* [TEXT SECTION]:
..........
In [29]:
import scipy.io as sio
import yaml
from pathlib import Path
import numpy as np
import matplotlib.pyplot as plt

from torch import nn
from typing import Dict, List
import torchvision.transforms as T

import torch
from torch.utils.data import Dataset, DataLoader
from torchvision.transforms import Compose, ToTensor
from sklearn.preprocessing import StandardScaler
from sklearn.pipeline import Pipeline, make_pipeline
from torchinfo import summary

from sklearn.metrics import accuracy_score
import seaborn as sns

import utils as u
import RPNetRFextractor as rp

from sklearn.decomposition import PCA
from sklearn.svm import SVC, LinearSVC


from sklearn.model_selection import train_test_split

configuration = yaml.safe_load(open('config.yaml'))
data_path= configuration["data"]
parameters = configuration["parameters"]


# Build data tools

In [2]:
# create data tools : data loader and data set

class HSI_Dataset(Dataset):

    def __init__(self, X, y, transform=None, scale=True):
        """ X is a FLATTENED HSI volume dataset, y is a 1D FLATTENED tensor with the ground truth"""
        super().__init__()
        if scale:
            x =torch.tensor(X, dtype=torch.float32)
            m = torch.mean(torch.tensor(X), axis=0)
            self.X = x/x.max()


        else:
            self.X = torch.tensor(X, dtype=torch.float32) # should be transformed to tensors + normalized
        self.y = torch.tensor(y, dtype=torch.float32) # should be transformed to tensor + normalized
        self.transform = transform

        assert X.shape[0] == len(y)

    def __len__(self):
        return len(self.y)
..........
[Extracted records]
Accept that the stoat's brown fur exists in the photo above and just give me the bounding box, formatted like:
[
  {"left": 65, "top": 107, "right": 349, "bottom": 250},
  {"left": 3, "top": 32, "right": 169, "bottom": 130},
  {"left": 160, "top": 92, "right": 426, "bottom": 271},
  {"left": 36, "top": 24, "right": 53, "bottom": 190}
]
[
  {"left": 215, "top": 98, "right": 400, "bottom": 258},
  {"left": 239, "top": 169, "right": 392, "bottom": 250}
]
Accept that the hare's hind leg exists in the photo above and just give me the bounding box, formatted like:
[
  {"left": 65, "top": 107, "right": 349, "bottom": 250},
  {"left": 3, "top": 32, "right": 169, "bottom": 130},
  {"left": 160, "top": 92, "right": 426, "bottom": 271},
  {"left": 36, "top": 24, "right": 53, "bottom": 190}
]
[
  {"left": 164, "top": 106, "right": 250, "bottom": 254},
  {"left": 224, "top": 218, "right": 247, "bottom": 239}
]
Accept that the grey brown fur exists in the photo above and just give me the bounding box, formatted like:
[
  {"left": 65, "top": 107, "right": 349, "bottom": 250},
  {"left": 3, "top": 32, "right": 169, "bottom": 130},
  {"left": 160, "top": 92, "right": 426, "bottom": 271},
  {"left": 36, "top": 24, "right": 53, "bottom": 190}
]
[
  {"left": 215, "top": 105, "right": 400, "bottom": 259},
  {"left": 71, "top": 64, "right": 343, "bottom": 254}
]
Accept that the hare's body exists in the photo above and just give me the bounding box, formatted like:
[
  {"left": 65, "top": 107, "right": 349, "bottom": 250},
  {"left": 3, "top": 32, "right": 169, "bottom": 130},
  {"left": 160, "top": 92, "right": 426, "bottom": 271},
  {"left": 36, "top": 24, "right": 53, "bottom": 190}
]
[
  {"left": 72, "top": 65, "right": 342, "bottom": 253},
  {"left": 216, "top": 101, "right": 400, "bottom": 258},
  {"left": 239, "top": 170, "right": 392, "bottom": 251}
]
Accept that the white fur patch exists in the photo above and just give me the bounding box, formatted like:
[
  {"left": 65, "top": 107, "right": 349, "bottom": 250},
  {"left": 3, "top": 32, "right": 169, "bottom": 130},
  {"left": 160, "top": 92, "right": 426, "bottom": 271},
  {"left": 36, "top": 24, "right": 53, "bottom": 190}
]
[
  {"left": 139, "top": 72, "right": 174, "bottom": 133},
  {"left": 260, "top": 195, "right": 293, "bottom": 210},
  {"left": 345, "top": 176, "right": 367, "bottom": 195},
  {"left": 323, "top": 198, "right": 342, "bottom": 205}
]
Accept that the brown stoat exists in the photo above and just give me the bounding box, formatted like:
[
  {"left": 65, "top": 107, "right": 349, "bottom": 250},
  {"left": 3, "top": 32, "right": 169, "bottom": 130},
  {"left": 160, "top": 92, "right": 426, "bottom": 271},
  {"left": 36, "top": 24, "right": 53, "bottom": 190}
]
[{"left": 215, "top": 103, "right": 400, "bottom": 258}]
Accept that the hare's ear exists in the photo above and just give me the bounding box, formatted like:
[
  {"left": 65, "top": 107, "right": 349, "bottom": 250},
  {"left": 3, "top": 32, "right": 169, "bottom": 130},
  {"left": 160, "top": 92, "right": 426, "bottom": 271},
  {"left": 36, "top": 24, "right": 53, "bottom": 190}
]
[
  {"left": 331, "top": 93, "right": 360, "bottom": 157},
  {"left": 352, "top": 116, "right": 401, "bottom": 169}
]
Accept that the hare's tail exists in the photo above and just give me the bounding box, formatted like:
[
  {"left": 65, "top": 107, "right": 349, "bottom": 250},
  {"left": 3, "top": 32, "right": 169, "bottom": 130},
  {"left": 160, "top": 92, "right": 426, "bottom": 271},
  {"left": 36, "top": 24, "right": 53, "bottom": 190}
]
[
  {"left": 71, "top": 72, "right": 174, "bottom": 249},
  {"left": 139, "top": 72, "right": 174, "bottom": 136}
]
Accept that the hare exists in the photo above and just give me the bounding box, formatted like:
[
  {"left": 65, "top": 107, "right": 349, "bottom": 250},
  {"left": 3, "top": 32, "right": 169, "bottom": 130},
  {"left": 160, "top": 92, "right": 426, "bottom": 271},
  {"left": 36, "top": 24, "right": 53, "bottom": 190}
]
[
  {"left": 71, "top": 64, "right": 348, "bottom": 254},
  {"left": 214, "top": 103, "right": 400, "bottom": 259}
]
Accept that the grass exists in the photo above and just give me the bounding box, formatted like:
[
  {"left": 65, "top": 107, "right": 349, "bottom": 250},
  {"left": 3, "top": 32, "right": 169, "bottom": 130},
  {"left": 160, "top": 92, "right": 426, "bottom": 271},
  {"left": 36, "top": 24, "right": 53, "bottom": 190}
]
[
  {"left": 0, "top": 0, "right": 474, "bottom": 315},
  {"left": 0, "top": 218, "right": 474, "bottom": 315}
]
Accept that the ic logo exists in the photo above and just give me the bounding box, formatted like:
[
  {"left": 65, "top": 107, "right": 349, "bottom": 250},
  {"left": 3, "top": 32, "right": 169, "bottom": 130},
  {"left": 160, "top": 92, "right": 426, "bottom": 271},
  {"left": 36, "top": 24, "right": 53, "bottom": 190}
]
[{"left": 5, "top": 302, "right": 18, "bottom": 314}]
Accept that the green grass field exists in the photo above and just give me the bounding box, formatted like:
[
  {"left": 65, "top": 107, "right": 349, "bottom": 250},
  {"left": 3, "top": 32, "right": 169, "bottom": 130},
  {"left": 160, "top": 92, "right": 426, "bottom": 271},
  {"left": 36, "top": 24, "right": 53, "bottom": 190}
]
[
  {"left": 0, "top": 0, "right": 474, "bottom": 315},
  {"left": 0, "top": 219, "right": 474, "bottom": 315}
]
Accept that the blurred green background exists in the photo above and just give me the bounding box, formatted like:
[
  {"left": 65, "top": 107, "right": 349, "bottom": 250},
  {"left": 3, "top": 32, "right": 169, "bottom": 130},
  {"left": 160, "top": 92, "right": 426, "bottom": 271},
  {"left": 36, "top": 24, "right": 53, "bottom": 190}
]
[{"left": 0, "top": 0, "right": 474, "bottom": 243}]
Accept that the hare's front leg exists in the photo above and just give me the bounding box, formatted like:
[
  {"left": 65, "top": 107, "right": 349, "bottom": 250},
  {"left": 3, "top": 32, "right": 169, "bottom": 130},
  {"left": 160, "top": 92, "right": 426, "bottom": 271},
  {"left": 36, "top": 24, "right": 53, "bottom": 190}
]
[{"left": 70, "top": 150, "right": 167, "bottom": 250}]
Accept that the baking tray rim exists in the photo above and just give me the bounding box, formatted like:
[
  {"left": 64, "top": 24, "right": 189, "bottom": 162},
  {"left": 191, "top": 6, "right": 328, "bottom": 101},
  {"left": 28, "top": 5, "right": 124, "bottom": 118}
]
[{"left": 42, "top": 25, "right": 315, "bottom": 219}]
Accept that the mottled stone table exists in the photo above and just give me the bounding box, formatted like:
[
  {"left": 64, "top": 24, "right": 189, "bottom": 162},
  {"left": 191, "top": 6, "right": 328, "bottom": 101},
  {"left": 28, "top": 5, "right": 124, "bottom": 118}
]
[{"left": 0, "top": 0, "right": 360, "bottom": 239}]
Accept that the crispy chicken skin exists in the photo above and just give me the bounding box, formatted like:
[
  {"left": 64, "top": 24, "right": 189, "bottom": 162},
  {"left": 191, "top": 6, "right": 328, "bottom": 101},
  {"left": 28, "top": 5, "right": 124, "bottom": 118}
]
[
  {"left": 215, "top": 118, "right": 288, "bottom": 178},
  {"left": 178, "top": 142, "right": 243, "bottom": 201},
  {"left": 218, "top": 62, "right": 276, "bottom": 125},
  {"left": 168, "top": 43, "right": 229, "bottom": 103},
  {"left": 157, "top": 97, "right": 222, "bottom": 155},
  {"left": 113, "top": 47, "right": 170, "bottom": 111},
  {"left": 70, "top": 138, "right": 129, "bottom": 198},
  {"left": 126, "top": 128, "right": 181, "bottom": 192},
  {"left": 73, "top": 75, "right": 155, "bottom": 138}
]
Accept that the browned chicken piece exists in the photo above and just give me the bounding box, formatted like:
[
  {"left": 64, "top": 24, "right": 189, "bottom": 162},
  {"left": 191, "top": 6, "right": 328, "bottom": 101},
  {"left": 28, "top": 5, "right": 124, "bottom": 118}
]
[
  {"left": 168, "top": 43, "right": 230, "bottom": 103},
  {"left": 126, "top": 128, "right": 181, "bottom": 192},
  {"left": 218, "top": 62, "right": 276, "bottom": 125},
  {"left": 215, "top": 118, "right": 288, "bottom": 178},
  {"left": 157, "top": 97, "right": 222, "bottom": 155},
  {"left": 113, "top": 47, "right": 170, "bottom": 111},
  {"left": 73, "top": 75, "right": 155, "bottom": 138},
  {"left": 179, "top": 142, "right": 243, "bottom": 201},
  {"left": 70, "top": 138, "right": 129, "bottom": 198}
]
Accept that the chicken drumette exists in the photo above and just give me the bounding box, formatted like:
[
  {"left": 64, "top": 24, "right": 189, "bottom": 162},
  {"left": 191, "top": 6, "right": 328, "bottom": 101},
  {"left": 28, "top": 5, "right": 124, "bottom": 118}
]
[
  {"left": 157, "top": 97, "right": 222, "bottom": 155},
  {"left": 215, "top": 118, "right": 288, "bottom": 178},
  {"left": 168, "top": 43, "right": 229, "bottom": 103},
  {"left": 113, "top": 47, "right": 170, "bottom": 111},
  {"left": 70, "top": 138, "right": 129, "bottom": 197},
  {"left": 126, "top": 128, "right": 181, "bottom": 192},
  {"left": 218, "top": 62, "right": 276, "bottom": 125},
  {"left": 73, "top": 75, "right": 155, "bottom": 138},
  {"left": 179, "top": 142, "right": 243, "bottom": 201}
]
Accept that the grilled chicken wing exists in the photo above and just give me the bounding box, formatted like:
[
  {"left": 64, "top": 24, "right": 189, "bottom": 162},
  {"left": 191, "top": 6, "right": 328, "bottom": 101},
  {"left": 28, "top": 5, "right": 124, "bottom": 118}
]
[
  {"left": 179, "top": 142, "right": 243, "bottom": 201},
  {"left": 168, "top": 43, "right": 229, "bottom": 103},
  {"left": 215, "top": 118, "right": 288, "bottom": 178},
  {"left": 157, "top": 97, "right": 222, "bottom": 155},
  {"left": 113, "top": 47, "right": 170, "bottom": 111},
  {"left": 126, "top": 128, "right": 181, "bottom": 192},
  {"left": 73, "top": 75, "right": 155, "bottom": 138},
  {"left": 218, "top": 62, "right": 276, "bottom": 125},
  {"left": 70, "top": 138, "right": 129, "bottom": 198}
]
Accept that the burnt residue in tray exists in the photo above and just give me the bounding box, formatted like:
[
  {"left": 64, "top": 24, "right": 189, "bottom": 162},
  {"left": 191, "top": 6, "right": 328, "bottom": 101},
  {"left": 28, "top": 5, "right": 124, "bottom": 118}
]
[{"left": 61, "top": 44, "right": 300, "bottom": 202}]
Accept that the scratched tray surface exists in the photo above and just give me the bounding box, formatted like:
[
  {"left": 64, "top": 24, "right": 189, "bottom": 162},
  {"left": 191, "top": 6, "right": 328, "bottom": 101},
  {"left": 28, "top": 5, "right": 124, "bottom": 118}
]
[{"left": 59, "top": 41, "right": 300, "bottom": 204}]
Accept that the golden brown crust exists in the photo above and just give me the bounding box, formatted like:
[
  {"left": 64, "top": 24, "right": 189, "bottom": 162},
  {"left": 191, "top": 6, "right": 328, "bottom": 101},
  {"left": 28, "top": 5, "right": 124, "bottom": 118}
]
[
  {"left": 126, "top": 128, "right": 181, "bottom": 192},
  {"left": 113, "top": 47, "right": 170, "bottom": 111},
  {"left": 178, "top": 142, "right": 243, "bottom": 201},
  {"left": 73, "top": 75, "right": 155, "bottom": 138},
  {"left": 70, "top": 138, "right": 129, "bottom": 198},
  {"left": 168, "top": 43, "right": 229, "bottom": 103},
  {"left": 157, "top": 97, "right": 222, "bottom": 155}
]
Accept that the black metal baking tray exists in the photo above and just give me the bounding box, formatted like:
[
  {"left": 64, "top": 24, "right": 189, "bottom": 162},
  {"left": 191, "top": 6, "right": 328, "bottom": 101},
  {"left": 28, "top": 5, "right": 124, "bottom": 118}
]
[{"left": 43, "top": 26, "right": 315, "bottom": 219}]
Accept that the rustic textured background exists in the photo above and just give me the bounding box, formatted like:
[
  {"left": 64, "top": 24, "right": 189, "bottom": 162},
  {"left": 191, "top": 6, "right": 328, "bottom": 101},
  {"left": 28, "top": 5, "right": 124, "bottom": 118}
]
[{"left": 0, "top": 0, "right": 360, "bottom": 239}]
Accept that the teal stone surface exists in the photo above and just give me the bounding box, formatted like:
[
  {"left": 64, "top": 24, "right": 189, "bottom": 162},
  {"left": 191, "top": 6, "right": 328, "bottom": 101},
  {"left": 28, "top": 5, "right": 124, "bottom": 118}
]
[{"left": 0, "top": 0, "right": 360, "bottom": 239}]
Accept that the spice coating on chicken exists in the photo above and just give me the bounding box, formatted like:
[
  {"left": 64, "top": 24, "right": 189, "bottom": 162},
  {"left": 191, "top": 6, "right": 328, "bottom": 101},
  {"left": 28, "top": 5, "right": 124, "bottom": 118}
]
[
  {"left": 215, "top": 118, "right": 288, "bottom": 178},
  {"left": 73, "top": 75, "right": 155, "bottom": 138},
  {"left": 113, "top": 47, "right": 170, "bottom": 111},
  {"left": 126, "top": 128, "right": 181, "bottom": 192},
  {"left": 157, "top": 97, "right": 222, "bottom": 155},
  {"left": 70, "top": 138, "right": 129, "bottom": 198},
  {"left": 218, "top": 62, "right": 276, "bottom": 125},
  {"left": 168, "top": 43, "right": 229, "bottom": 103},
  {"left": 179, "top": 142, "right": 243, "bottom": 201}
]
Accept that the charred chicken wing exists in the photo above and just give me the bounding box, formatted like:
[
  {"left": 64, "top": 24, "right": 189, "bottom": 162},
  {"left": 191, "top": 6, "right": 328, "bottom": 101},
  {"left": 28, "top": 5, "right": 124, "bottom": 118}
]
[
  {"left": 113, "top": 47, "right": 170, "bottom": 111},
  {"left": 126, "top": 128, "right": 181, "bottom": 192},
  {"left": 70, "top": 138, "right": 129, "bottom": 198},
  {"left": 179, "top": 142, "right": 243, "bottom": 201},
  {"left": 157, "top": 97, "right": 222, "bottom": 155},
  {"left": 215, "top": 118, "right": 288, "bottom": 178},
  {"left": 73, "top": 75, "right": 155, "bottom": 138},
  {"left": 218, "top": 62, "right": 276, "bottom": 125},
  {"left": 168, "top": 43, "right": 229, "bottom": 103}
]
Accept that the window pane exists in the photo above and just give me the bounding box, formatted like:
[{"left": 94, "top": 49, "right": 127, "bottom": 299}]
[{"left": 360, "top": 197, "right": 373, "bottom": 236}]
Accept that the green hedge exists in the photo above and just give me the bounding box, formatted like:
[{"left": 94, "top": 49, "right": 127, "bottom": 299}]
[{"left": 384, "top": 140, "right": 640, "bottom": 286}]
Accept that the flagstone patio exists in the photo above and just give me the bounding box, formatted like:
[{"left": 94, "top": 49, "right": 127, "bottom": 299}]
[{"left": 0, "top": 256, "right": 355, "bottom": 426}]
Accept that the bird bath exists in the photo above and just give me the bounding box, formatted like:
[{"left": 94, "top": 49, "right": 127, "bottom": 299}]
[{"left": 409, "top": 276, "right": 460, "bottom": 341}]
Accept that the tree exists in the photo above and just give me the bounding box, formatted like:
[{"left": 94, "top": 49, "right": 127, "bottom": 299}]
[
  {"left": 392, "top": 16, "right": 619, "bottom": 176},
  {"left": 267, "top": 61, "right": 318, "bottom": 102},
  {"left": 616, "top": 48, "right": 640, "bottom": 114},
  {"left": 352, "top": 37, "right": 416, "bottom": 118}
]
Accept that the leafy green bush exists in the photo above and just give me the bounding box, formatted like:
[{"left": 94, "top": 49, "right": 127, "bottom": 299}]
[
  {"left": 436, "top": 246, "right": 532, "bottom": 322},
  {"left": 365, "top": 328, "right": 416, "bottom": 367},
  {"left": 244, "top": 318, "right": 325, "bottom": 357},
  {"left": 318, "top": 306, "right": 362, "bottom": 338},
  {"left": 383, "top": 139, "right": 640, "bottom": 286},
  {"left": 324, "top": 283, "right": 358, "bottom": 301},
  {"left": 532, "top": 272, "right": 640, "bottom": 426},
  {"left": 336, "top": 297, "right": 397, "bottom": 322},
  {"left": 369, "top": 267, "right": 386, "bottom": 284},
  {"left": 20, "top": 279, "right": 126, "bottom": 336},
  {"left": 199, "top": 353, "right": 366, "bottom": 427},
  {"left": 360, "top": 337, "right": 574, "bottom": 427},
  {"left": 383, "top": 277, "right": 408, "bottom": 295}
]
..........
* [TASKS TO COMPLETE]:
[1] Answer these questions about the code:
(a) What file name is passed to `yaml.safe_load`?
(b) Which two names are imported from `sklearn.svm`?
(c) In `HSI_Dataset`, what dtype is used when `y` is turned into a tensor?
[2] Collect every line of the listing that contains the string "surface".
The code and the listing have no connection to each other.

* [THE REPLIES]:
[1]
(a) 'config.yaml'
(b) SVC and LinearSVC
(c) torch.float32

[2]
Accept that the scratched tray surface exists in the photo above and just give me the bounding box, formatted like:
Accept that the teal stone surface exists in the photo above and just give me the bounding box, formatted like:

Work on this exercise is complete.